--- EXTRACTED DATA ---

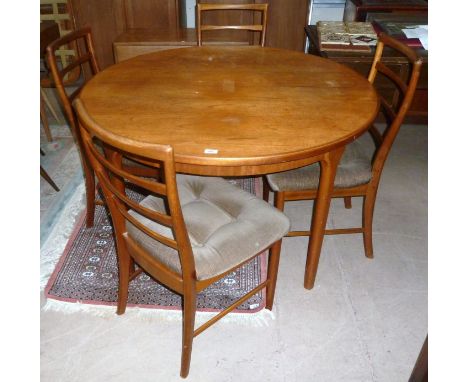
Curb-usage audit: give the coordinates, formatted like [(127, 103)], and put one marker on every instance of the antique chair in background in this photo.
[(356, 175), (260, 27), (59, 12), (84, 56), (189, 231), (59, 75)]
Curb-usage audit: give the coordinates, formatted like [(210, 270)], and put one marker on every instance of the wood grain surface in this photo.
[(256, 110)]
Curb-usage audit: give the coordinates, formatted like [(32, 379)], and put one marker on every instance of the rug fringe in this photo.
[(262, 318), (55, 244)]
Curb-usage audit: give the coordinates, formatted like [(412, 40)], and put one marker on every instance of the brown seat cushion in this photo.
[(226, 225), (354, 169)]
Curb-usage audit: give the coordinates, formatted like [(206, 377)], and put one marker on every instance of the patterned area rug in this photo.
[(87, 273)]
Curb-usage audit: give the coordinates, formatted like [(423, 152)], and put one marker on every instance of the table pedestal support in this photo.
[(328, 166)]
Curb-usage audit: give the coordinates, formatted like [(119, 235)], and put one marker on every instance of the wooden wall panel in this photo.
[(286, 23), (152, 13)]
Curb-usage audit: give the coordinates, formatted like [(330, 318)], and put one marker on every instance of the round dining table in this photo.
[(239, 111)]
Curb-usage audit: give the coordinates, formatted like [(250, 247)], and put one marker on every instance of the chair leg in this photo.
[(347, 200), (273, 264), (320, 214), (279, 200), (90, 186), (44, 120), (190, 307), (367, 216), (124, 276), (49, 105), (266, 189)]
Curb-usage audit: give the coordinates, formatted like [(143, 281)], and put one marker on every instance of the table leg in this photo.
[(328, 167)]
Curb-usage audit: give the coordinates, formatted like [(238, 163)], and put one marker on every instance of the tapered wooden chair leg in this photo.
[(90, 187), (124, 277), (368, 214), (45, 121), (273, 265), (347, 200), (190, 307)]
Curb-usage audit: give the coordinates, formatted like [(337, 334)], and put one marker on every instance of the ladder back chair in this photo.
[(188, 232), (83, 57), (61, 12), (356, 175), (260, 27)]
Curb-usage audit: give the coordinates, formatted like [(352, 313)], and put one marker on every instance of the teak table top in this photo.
[(233, 110)]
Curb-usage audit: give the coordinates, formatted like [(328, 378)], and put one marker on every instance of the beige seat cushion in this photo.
[(354, 169), (226, 225)]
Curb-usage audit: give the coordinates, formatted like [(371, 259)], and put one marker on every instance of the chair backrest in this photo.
[(116, 184), (260, 27), (83, 57), (395, 112), (61, 12)]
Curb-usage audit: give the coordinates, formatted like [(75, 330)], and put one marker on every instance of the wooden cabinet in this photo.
[(109, 18), (134, 42), (286, 22), (362, 61)]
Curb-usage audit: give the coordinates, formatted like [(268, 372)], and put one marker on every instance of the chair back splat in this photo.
[(187, 232), (404, 93), (202, 9)]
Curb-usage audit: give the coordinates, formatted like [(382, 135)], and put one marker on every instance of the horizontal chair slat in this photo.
[(254, 7), (243, 27)]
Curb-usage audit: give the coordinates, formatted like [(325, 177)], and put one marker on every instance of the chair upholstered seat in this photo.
[(354, 169), (215, 212)]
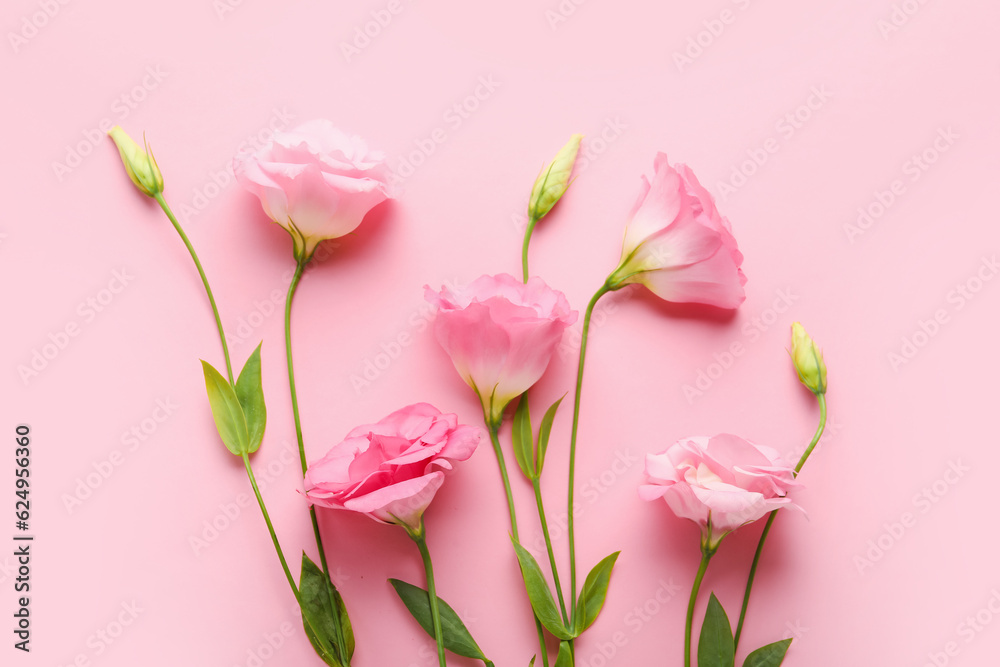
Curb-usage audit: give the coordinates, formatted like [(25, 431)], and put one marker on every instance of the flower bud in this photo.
[(552, 183), (808, 360), (139, 163)]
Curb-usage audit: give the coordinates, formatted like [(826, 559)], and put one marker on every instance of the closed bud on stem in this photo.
[(553, 182), (808, 360), (139, 163)]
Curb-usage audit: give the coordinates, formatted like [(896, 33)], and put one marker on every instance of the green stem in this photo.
[(421, 541), (821, 398), (306, 617), (570, 530), (296, 278), (535, 482), (494, 429), (706, 556), (270, 528), (541, 643), (299, 267), (201, 272), (532, 221)]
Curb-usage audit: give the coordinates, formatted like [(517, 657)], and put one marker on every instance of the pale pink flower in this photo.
[(720, 482), (678, 245)]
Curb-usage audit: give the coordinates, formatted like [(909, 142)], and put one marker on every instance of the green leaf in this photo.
[(595, 590), (229, 418), (315, 591), (715, 646), (250, 393), (457, 637), (539, 594), (771, 655), (565, 657), (523, 438), (543, 435)]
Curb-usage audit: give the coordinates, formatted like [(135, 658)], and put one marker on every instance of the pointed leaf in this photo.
[(565, 657), (595, 590), (715, 646), (523, 438), (539, 594), (771, 655), (543, 435), (315, 591), (457, 637), (250, 393), (226, 410)]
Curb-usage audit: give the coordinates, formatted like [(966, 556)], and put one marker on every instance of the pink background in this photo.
[(852, 583)]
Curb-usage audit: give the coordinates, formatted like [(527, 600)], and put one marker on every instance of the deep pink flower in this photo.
[(391, 470), (678, 245)]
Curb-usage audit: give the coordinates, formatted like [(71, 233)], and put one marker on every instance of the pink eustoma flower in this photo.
[(391, 470), (501, 334), (678, 245), (316, 181), (720, 483)]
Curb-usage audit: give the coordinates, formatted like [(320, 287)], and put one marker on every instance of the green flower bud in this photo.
[(139, 163), (808, 360), (552, 183)]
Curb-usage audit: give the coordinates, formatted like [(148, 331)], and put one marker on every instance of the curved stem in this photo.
[(532, 221), (605, 288), (421, 540), (201, 272), (292, 287), (548, 546), (821, 398), (494, 429), (299, 267), (689, 622), (270, 529)]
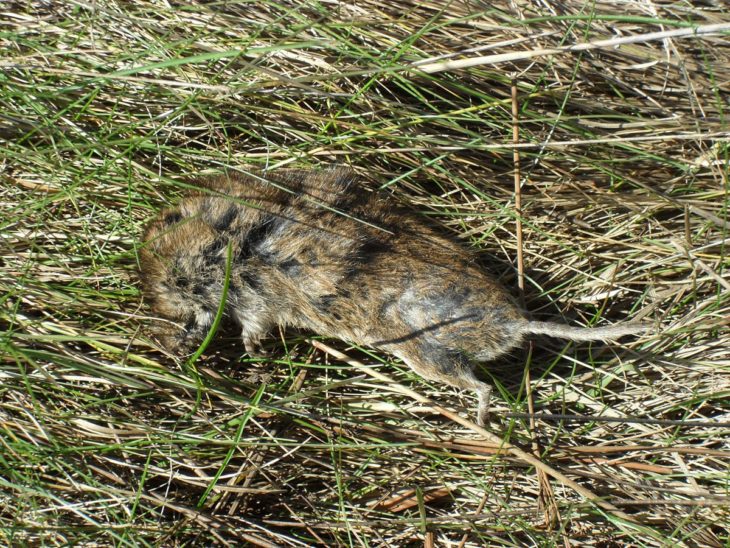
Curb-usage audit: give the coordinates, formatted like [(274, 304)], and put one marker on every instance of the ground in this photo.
[(108, 110)]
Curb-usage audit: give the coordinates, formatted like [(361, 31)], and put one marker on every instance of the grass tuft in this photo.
[(109, 109)]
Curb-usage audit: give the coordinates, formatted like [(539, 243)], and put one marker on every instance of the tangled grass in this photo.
[(107, 108)]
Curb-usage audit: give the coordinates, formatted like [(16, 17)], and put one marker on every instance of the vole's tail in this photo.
[(583, 333)]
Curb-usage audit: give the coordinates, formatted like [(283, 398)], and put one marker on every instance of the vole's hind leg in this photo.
[(449, 366)]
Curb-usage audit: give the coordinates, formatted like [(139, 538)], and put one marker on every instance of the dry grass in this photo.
[(107, 108)]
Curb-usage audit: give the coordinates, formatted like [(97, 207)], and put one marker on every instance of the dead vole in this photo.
[(312, 250)]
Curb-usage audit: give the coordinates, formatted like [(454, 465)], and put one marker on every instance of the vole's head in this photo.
[(181, 260)]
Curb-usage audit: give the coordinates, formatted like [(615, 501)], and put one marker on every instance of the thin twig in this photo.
[(514, 450)]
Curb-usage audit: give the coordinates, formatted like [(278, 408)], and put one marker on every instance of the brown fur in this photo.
[(314, 251)]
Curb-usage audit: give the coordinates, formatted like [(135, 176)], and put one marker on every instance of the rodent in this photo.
[(313, 250)]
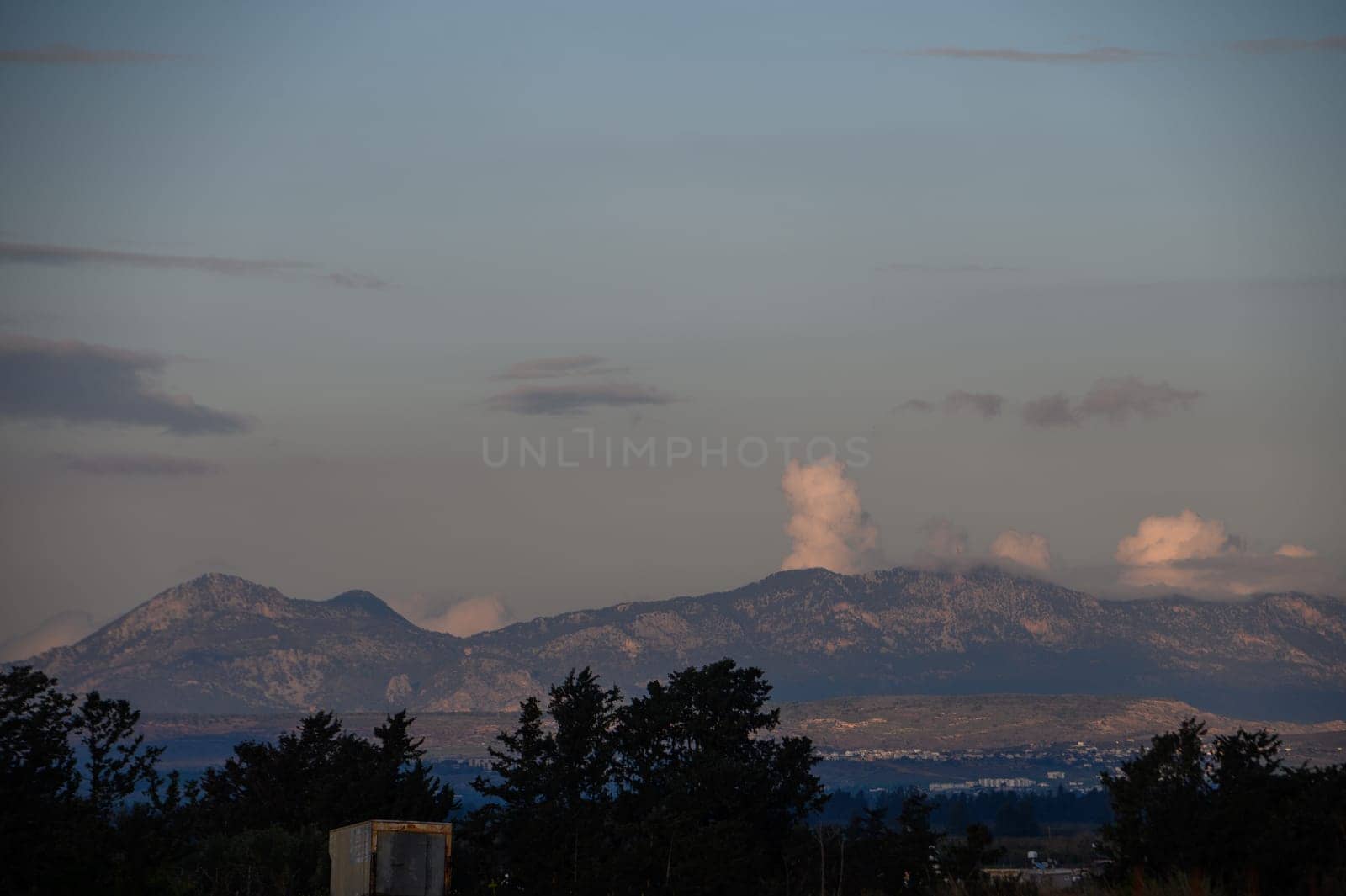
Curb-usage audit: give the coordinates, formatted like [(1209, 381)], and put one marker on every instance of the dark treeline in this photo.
[(1004, 812), (1227, 813), (681, 790)]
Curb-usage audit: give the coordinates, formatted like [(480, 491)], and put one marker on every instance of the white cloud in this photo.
[(461, 618), (828, 528), (1198, 556), (1026, 549)]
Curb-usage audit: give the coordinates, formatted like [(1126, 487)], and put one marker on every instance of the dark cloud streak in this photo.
[(81, 382), (1050, 411), (1004, 54), (65, 54), (576, 399), (64, 256), (139, 466), (1267, 46), (558, 368)]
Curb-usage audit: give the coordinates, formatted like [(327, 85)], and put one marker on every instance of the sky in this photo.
[(303, 294)]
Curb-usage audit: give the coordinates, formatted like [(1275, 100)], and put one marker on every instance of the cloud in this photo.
[(140, 466), (1201, 557), (984, 404), (1121, 399), (84, 382), (353, 280), (58, 631), (944, 541), (65, 54), (1116, 400), (828, 528), (461, 618), (1088, 56), (555, 368), (66, 256), (1050, 411), (1164, 540), (1026, 549), (576, 399), (980, 402), (1264, 46)]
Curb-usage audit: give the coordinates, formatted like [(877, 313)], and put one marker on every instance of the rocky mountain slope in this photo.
[(221, 644)]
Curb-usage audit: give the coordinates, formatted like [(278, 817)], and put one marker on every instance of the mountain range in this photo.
[(225, 644)]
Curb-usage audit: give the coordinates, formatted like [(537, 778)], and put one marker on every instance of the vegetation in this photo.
[(681, 790), (1229, 814), (87, 812)]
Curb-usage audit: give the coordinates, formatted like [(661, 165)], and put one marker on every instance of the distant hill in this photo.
[(995, 721), (224, 644)]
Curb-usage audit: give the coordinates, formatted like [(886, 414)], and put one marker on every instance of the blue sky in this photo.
[(785, 218)]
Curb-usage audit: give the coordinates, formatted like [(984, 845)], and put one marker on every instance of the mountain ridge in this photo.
[(221, 644)]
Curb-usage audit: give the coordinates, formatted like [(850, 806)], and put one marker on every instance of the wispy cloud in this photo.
[(986, 404), (1096, 56), (82, 382), (1116, 400), (1121, 399), (139, 466), (61, 256), (575, 399), (1265, 46), (66, 54), (556, 368)]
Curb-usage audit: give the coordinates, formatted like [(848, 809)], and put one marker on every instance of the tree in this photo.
[(966, 862), (1236, 817), (1158, 801), (707, 802), (915, 844), (554, 792), (676, 792), (119, 763)]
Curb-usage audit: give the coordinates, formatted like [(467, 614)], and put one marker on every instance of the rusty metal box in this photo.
[(390, 859)]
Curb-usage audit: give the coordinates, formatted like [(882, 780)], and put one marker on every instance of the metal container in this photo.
[(390, 859)]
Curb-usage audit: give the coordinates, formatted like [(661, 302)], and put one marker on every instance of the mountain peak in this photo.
[(365, 602)]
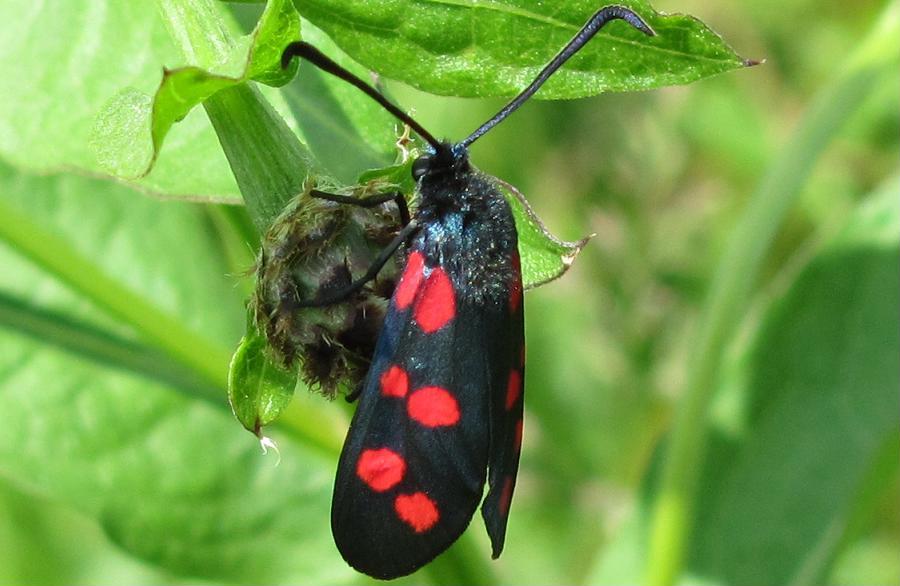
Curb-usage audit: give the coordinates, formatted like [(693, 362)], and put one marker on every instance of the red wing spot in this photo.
[(517, 437), (394, 382), (437, 304), (410, 281), (433, 407), (513, 388), (506, 495), (381, 469), (417, 510), (515, 290)]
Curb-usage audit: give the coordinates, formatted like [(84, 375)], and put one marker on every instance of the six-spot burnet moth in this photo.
[(440, 410)]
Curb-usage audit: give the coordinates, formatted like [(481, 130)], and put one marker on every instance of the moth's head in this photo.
[(441, 162)]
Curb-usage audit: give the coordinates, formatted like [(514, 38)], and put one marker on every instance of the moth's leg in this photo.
[(343, 293), (368, 202)]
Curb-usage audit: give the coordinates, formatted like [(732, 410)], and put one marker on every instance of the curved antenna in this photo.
[(306, 51), (587, 32)]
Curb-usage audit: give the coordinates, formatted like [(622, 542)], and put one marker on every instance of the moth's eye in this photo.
[(420, 167)]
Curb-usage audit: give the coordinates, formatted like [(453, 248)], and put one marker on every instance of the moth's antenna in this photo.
[(306, 51), (587, 32)]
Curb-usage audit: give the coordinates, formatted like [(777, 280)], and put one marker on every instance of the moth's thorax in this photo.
[(467, 227)]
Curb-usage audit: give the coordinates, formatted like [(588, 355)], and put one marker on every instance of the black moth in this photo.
[(440, 410)]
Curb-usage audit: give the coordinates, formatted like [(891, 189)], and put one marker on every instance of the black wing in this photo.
[(507, 401), (413, 468)]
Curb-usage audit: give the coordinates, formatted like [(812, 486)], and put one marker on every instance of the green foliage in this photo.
[(712, 389)]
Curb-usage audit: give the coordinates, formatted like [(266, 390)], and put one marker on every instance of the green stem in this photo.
[(155, 326), (199, 30), (268, 161), (102, 347), (733, 282)]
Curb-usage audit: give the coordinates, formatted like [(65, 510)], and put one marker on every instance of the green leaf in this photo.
[(823, 401), (544, 256), (267, 159), (54, 83), (131, 128), (169, 477), (494, 48), (346, 129), (259, 389)]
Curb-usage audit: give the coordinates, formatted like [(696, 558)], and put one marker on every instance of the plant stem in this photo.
[(733, 282), (155, 326)]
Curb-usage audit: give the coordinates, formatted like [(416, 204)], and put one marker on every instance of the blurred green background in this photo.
[(116, 467)]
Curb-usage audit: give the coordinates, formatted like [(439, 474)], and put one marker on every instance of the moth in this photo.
[(441, 408)]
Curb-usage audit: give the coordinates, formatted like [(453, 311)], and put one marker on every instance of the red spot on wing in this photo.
[(506, 495), (381, 469), (417, 510), (515, 289), (410, 281), (513, 388), (394, 382), (517, 437), (436, 304), (433, 407)]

---

** WHAT THE TASK REQUIRES **
Arrange the stretch from the line containing "treeline in this photo." through the line containing "46), (558, 368)]" as a numbered list, omitting any blank lines.

** SOLUTION FOR THIS PROBLEM **
1. Curb-usage audit: give the coordinates, formatted like [(1209, 381)], and put one marker on every instance of the dark treeline in this photo.
2. [(1004, 812), (1227, 813), (681, 790)]
3. Curb-usage audit: give the coordinates, formatted like [(480, 491)], and put one marker on every instance of the white cloud in this photo.
4. [(461, 618), (828, 528), (1198, 556), (1026, 549)]
5. Curb-usage audit: give the coordinates, formatted like [(1126, 487)], and put one marker on every instance of the dark cloud streak in this photo.
6. [(81, 382), (1050, 411), (1004, 54), (65, 54), (576, 399), (64, 256), (139, 466), (1267, 46), (558, 368)]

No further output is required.